(Referring expression pointing data)
· · · · ·

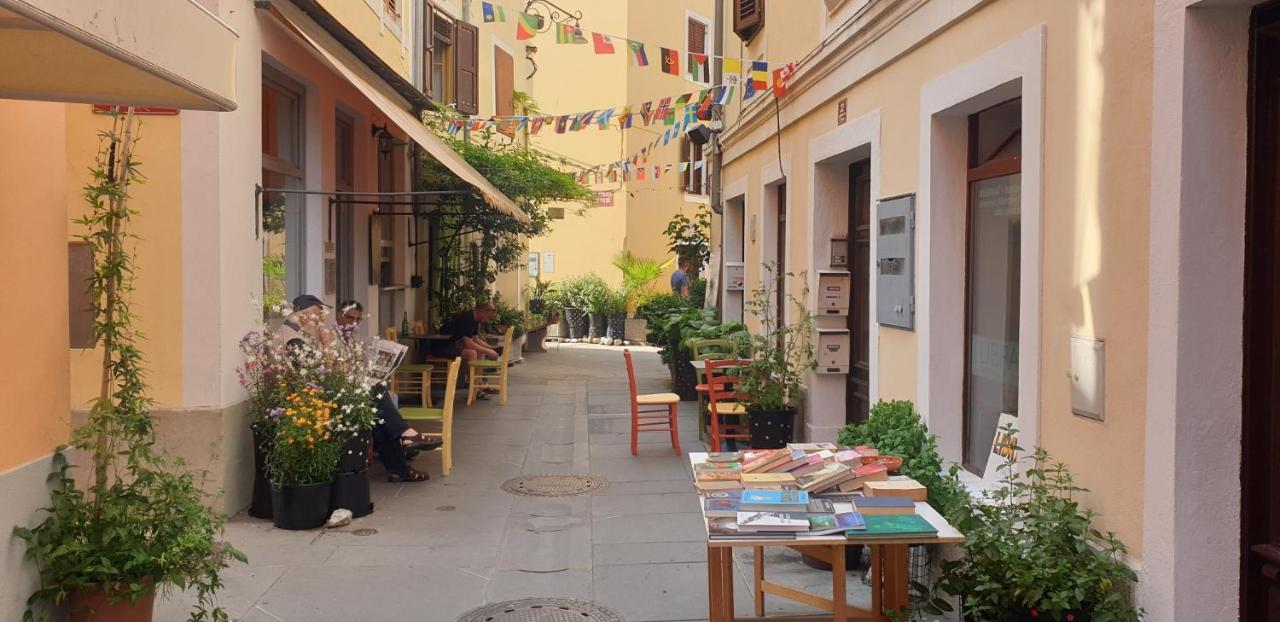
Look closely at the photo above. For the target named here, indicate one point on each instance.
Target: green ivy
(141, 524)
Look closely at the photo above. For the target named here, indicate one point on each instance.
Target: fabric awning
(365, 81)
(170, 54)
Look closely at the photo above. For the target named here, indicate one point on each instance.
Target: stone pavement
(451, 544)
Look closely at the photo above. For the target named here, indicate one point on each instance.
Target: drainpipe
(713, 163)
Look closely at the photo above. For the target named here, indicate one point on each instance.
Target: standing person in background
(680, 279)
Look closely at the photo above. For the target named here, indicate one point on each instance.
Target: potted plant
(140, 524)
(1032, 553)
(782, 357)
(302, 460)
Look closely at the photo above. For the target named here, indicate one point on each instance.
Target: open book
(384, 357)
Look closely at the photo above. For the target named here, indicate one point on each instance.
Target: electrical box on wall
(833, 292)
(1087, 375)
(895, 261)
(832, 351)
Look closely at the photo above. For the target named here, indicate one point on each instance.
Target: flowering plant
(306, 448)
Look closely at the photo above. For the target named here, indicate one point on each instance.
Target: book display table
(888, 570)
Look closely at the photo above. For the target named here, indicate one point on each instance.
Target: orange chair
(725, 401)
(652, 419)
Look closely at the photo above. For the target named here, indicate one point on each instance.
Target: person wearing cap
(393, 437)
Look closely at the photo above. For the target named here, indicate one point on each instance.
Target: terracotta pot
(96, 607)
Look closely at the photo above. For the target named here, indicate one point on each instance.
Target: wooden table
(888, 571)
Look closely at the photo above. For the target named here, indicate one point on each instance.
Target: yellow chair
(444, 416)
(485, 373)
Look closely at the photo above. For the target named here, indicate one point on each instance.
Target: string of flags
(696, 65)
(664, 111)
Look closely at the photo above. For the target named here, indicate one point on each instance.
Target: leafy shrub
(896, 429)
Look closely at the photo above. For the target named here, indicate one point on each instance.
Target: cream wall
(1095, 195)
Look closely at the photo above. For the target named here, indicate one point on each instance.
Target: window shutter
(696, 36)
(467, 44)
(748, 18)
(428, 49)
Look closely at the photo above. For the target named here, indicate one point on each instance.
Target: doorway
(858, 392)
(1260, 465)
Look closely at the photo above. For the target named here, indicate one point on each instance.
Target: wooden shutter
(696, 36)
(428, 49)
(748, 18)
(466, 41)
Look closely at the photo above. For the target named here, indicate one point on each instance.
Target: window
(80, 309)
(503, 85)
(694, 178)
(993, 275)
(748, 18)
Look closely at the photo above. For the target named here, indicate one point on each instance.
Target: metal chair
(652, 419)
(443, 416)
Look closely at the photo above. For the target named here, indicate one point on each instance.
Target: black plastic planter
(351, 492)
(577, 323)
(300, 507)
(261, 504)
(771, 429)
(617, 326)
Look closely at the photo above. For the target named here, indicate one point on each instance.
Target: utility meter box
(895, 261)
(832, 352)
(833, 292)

· · · · ·

The expected output is every line of the data, unchanged, with the pictures skipped.

Look closely at the photo above. For the target named here, indicate one point on each instance.
Target: green ivy
(141, 524)
Look closely at the photo above. For the target named here, indicate one point on each instance.
Target: fabric awning
(365, 81)
(170, 54)
Look closely at the photo above. For the target named here, indicate one point on each instance.
Target: stone pavement
(451, 544)
Look closely at the photo above. For the target named here, indicate one point on each instance.
Target: drainpipe
(713, 163)
Look closely at the photo above. For the target named here, indicate one point on each instance.
Target: standing person in background
(680, 279)
Look closely at the photo above. For the target named here, indicate one point on each instance.
Target: potted plant
(140, 524)
(1032, 553)
(782, 357)
(302, 460)
Look closely at the photo above. For the target named here, indicate one point on each instance.
Target: open book
(384, 357)
Look closely at the photo above. For the target named here, indicate one point on each instance.
Target: electrical box on wall
(833, 292)
(1087, 375)
(895, 261)
(832, 351)
Look closely at the photo above. For the target named here, indicate one point on each instance.
Target: flowering plant
(306, 448)
Look closely at the photo above. For the target named here, indicate one point on each instance.
Target: book display table
(888, 570)
Look closely at the photo above. For the target named here, indicate one point on each instance.
Target: orange chair
(725, 401)
(652, 419)
Look closely at the photo above. For the target named here, indicate one point on each instance.
Target: person wearing cap
(393, 437)
Look closely at the photo above. For the target named here, indicate one point on each instance.
Target: terracotta pot
(96, 607)
Look closely at the photo above. For the target named here, indicate one point on each instance.
Target: wooden table
(888, 571)
Look closely at the photo above. For the target named here, indicate one point on each instance.
Target: yellow chair
(444, 416)
(485, 373)
Look closely at the photo above. For the target named here, indicate one point on each instance.
Target: string of flags
(696, 65)
(664, 111)
Look closely at the photo above. For the target named here, indicate one point on each instance.
Target: leafy shrub
(896, 429)
Look closely at the photo above. For the target named here, indicate one point on each instance.
Target: cream wall
(1095, 195)
Look closely at the photo above. For the target named here, indicate one point on each instance.
Target: window shutter
(696, 36)
(467, 44)
(748, 18)
(428, 49)
Look closely at the photo above. For the target named here, indicate one point on each instance.
Target: doorway
(858, 392)
(1260, 465)
Look closely at the photo above. For the target named here, indicate one point on each instance.
Target: wooden shutter
(696, 36)
(428, 49)
(748, 18)
(466, 41)
Look closely at the photo above. For the target named here, indicate one point on each instance.
Target: window
(80, 309)
(503, 85)
(694, 178)
(993, 275)
(748, 18)
Look closely at the photo above. For the target named here, indicate one point on each instance.
Target: metal chair
(652, 419)
(443, 416)
Look closely at the photo above. For the target named here, indicate one point on each instance.
Target: black plastic planter
(351, 492)
(577, 323)
(300, 507)
(261, 504)
(771, 429)
(617, 326)
Look closely at the photo above. For the target named here, indicate one point on each instance.
Target: utility meter box
(895, 261)
(832, 352)
(833, 292)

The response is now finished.